WORK INSTRUCTION:
Leave out every picture, and output exactly the lines from the line containing "column 159, row 134" through the last line of the data.

(Region pointing data)
Segment Open
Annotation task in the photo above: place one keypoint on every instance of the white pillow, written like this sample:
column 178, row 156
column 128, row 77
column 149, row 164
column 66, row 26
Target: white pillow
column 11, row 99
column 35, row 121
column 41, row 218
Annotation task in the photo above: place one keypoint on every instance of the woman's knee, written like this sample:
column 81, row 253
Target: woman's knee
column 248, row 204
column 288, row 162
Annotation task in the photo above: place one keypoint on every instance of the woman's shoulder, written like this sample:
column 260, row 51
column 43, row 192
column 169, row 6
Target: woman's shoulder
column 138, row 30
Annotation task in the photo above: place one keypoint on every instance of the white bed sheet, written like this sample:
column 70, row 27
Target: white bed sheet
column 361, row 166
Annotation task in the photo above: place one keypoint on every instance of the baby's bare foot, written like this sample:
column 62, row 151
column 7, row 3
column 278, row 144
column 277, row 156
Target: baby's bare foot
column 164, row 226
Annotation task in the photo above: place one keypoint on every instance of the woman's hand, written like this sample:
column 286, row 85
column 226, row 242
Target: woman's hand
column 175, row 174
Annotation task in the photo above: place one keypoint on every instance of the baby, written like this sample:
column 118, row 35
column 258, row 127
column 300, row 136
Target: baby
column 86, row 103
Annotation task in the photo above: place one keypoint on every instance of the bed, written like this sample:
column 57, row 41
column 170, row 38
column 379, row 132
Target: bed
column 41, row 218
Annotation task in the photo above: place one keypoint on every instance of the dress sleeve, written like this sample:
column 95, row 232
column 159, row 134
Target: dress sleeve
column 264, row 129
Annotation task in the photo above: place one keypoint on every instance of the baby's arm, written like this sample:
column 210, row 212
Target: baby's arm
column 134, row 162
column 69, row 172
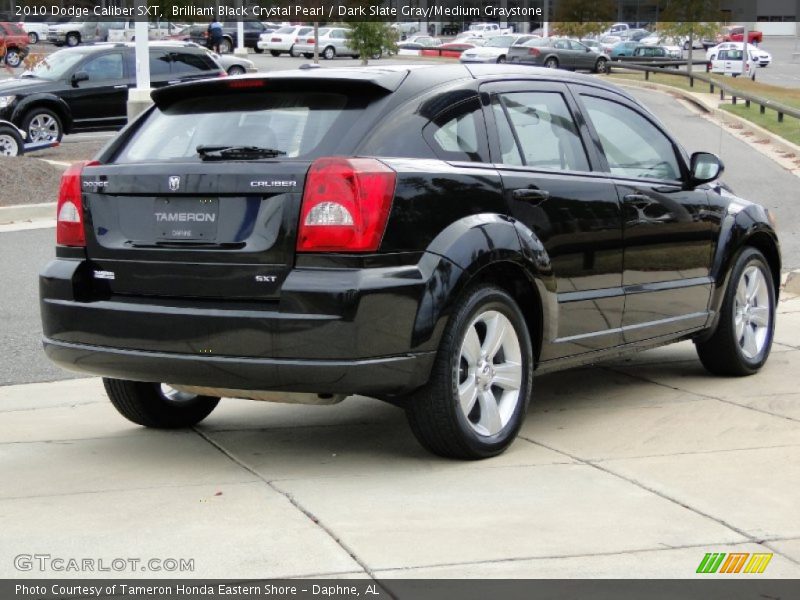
Segment Closed
RESULT BELOW:
column 159, row 134
Target: dress sleeve
column 264, row 129
Annotation task in the photo above: place one keypoint on every instance of the baby's arm, written like this sample:
column 210, row 212
Target: baby's arm
column 134, row 162
column 69, row 172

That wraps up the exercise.